## TASK GOAL
Copy the entries below word for word, starting at the line that contains "of the woman" and ending at the line that contains "(1045, 310)", with both of those lines included.

* Begin GIVEN INFORMATION *

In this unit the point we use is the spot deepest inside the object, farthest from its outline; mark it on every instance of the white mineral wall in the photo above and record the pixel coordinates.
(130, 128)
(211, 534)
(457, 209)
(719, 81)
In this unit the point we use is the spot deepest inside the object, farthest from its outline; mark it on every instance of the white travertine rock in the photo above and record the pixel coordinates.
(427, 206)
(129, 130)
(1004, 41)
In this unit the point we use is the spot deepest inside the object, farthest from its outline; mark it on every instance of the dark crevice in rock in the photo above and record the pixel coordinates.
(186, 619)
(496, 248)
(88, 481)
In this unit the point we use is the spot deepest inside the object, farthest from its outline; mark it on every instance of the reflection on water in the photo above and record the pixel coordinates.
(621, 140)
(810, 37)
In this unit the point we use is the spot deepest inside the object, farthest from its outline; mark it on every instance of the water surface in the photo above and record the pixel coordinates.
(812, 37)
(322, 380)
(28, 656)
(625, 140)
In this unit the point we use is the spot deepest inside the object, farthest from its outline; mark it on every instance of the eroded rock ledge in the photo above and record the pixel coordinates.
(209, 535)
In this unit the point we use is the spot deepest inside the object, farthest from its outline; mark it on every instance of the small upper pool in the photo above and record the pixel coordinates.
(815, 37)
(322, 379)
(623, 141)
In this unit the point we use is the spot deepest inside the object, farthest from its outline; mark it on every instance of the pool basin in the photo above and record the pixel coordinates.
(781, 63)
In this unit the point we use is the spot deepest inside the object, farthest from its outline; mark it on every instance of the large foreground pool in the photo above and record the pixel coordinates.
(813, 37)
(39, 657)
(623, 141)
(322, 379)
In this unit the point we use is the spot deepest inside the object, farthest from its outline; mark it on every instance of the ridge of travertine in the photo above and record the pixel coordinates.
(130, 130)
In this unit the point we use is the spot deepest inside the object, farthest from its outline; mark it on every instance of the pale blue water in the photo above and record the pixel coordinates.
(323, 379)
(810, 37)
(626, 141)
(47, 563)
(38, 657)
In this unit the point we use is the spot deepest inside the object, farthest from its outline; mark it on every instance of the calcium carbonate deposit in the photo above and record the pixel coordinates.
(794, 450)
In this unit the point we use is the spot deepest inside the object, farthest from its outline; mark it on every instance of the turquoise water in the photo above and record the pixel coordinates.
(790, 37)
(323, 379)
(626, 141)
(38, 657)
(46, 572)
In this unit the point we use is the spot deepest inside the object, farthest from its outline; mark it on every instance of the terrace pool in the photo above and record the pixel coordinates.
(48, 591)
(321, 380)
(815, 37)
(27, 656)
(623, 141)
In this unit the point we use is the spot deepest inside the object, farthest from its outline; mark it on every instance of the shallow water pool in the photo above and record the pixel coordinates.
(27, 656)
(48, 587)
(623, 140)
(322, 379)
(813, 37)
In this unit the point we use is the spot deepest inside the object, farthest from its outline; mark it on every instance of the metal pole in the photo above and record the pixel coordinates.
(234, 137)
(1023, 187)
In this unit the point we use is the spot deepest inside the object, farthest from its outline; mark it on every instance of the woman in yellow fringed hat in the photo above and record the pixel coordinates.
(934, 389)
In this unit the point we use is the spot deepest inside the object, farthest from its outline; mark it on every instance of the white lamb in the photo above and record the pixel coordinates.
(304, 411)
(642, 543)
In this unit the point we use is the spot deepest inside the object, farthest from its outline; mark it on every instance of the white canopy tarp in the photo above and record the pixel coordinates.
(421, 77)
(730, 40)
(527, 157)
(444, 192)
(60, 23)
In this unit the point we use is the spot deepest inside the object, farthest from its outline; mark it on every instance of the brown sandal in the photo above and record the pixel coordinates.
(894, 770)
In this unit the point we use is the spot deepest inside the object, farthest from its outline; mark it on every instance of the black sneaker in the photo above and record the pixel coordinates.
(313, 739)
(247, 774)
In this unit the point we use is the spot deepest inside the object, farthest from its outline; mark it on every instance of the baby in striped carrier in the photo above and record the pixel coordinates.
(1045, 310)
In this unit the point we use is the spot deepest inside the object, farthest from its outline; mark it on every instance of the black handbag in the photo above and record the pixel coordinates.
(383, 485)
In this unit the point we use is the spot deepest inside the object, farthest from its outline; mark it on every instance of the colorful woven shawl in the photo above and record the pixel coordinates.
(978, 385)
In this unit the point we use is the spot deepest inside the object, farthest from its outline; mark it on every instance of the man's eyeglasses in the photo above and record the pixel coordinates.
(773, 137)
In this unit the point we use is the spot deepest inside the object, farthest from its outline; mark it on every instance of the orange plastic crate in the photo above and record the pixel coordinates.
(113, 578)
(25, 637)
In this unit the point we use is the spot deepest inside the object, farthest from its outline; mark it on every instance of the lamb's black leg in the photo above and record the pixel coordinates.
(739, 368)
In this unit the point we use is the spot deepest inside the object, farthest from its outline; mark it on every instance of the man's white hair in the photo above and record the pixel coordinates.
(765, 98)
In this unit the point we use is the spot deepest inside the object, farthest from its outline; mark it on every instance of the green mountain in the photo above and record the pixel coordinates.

* End GIVEN INFORMATION *

## ANSWER BELOW
In this unit the point we use is the spot deepest inside the object, farthest from its outline; mark it on every instance of the woman in yellow fringed hat in the photo above and record the pixel coordinates.
(934, 389)
In this unit the point we use is the spot deepest inside the object, farthest from its outline; mark it on every instance of the white lamb in the photo above and record the pixel coordinates.
(304, 411)
(642, 543)
In this unit the point we use is the spot deepest inside the object, farthest from its outline; mark it on every instance of the white canopy tarp in the photo above and record the pixel coordinates.
(421, 77)
(730, 40)
(527, 157)
(444, 192)
(60, 23)
In this unit the point we use is the spot deepest inside the object, farthest from its outline; mark it on every instance of the brown sandal in the photo above and record the pixel coordinates.
(894, 770)
In this unit the point we use is the spot deepest inside the object, farthest from its outline; mark it on every instance of the black sneaker in the photo above and record the pixel coordinates.
(313, 739)
(247, 774)
In this unit the point we use is the spot deepest inside the object, farthest from its outline; mark it on every instance of the baby in striped carrier in the photo above and record the pixel coordinates.
(1045, 310)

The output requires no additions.